> _Document extract_
** start **

Tutorial no. 5—Calligraphy: The Basics of Italic 3

The Basics of Italic: Entry/Exit Strokes

Entry/Exit Strokes. Italic teaching sheet by Paul Shaw (1993).

The previous two posts paved the way to making a “serif-less” Italic with the broad-edged pen. By “serif-less” I meant that the letters were missing entry (entrata) and exit (uscita) strokes. In calligraphy, Italic letters, other than some capitals, do not traditionally have serifs. But entry and exit strokes function in a similar way visually. They are both visual aids and physical/kinetic ones. Entry strokes allow the pen to more easily begin a letter and exit strokes allow the pen to gracefully finish a letter and move on to the next one. In writing, starting and stopping abruptly is as difficult as it is in driving a car or in performing sports activities such as pitching in baseball, hitting a serve in tennis, shooting the ball in basketball and so on. Thus, we can liken entry strokes to the beginning movements of a pitcher preparing to throw the ball (the wind-up) and exit strokes to follow-through of a golf swing. This third page on the Basics of Italic shows which letters have entry and exit strokes and how they fit into the fundamental strokes discussed earlier.

The first row shows letters that have a vertical stroke combining both entry and exit strokes: l i d p. Place the broad-edged nib under the ascender line for l and d; and under the waist line for i and p. Then slide the pen slightly upward and diagonally—essentially along the thin edge of the nib—before hitting the line where you curl over—as in making the arched letters (e.g. n)—and then pull down. Just before reaching the baseline start to curve and pull upward until the stroke becomes a hairline. The bottom curl is the same (in miniature) as the curl found in the reversed arch letters (e.g. u). (The ascender line marks the height of ascending letters (b d f h k l but not t) and on your master guide sheet is simply the line above your waist line.) Do not make the curls at top and bottom too sharp or too soft. Think of them as the equivalent of an elbow: sharp but not sharp like a knife. The exit stroke tends to be longer than the entry stroke due to built up momentum and the faster one writes the longer it will be. This formal upright Italic is not written quickly and therefore the exit stroke should not be too long. By making d and p in two parts the letters will have to have both entry and exit strokes. If they were made in one continuous stroke d would have only an exit stroke and p would only have an entry stroke.

The third row of letters (n m h u k) are single stroke letters with both entry and exit strokes. Simply begin each of them in the same manner as the i or l; then follow the ductus instructions from The Basics of Italic 2; and finally end by following the same instructions for the exit strokes on the l group in row one. Because these letters are made in one continuous stroke (with pauses) there is no exit stroke at the bottom of the first vertical stroke in n m h k, the middle vertical stroke of m or the top of the second vertical stroke in u.

** end **

> _Work to do_
Answer these questions about the Italic calligraphy tutorial.
(a) What Italian term does it give for an exit stroke?
(b) Which letters appear in the first row?
(c) Which letters make up the third row?

> _Extracted material_
** start **

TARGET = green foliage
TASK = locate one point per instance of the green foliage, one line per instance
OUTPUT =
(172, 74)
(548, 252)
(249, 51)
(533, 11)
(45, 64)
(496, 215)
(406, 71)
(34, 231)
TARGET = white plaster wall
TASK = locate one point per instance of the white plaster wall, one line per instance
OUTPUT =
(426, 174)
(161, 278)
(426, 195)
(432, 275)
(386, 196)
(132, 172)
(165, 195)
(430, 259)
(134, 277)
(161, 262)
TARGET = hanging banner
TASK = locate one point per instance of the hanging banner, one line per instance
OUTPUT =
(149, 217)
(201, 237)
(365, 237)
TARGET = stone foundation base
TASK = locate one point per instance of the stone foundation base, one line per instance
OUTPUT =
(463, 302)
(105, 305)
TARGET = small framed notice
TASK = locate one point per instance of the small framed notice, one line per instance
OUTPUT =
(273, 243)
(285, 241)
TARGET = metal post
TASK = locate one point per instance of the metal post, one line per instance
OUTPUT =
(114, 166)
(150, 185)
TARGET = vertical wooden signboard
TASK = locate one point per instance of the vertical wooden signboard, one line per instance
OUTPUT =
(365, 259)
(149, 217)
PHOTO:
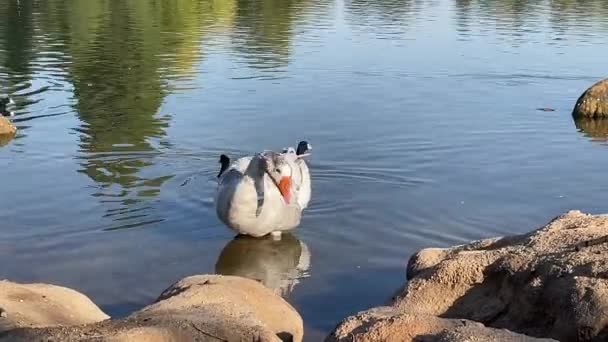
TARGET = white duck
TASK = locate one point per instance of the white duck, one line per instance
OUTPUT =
(263, 194)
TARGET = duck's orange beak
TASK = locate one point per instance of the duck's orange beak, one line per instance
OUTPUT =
(285, 188)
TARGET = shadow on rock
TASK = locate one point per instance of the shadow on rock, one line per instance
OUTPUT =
(277, 264)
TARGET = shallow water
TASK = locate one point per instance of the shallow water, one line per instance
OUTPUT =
(422, 115)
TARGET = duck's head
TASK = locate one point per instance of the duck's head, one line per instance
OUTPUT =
(303, 148)
(224, 162)
(278, 168)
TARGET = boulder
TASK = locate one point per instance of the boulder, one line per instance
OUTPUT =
(548, 283)
(198, 308)
(594, 129)
(593, 103)
(389, 324)
(42, 305)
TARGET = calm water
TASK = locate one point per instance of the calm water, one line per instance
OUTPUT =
(422, 115)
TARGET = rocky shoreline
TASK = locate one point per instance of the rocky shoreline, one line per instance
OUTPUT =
(546, 285)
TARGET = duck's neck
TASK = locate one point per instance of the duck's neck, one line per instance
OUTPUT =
(255, 169)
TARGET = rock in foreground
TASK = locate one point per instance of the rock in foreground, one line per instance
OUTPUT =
(199, 308)
(551, 283)
(547, 283)
(388, 324)
(593, 103)
(43, 305)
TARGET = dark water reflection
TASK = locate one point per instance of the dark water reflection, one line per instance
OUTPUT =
(278, 264)
(422, 114)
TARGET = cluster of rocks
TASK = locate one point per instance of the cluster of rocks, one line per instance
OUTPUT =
(197, 308)
(547, 285)
(550, 283)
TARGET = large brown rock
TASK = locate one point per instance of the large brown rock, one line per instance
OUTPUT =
(42, 305)
(594, 129)
(198, 308)
(388, 324)
(593, 103)
(551, 282)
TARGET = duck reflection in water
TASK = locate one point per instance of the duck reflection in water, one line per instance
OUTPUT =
(277, 264)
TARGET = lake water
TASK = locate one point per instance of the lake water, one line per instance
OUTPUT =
(422, 115)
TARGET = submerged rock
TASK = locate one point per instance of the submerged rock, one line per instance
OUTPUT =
(547, 283)
(6, 127)
(198, 308)
(595, 129)
(43, 305)
(388, 324)
(593, 103)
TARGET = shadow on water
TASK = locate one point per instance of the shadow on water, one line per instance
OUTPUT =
(594, 129)
(278, 264)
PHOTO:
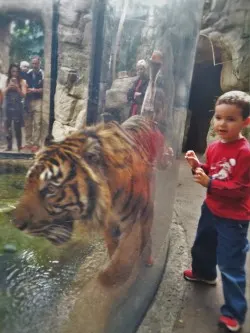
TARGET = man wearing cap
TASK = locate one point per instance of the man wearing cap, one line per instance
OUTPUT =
(137, 92)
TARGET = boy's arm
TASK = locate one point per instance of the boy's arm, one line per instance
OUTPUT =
(239, 186)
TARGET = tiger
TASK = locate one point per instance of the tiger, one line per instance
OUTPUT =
(102, 176)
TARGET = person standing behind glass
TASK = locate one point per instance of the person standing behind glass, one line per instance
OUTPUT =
(137, 92)
(24, 66)
(13, 94)
(33, 119)
(3, 80)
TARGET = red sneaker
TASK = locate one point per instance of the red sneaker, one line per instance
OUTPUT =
(34, 149)
(150, 261)
(188, 275)
(231, 324)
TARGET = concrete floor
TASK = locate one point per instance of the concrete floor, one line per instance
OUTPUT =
(181, 306)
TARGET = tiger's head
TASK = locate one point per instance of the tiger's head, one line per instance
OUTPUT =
(62, 186)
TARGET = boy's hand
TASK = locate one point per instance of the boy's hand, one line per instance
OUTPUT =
(201, 178)
(192, 159)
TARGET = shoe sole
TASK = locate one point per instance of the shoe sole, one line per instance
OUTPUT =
(210, 283)
(228, 328)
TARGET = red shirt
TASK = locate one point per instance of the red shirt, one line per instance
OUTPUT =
(228, 165)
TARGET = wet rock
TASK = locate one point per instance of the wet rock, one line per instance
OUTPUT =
(10, 248)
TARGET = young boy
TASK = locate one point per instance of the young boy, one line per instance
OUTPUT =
(221, 237)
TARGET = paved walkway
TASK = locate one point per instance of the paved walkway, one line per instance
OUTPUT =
(181, 306)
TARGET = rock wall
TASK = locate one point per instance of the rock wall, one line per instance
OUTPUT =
(227, 25)
(74, 37)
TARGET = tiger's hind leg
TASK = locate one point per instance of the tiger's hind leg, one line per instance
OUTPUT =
(125, 257)
(111, 237)
(146, 225)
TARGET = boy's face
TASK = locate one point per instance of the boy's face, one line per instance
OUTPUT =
(228, 122)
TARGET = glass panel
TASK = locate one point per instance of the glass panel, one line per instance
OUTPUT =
(103, 194)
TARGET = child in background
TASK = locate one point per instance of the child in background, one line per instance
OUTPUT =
(221, 237)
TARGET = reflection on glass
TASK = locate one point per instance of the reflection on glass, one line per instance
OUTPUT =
(116, 177)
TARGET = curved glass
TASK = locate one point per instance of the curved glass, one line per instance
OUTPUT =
(99, 197)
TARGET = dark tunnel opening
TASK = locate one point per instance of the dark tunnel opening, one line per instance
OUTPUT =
(204, 91)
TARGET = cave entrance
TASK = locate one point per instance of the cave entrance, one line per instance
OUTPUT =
(205, 89)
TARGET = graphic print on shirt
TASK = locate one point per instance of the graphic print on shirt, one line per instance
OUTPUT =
(223, 169)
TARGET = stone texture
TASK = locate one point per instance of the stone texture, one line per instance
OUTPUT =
(116, 96)
(227, 25)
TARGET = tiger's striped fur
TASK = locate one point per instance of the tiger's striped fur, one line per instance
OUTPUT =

** end **

> _Written response_
(a) Uscita.
(b) l, i, d, p.
(c) n, m, h, u, k.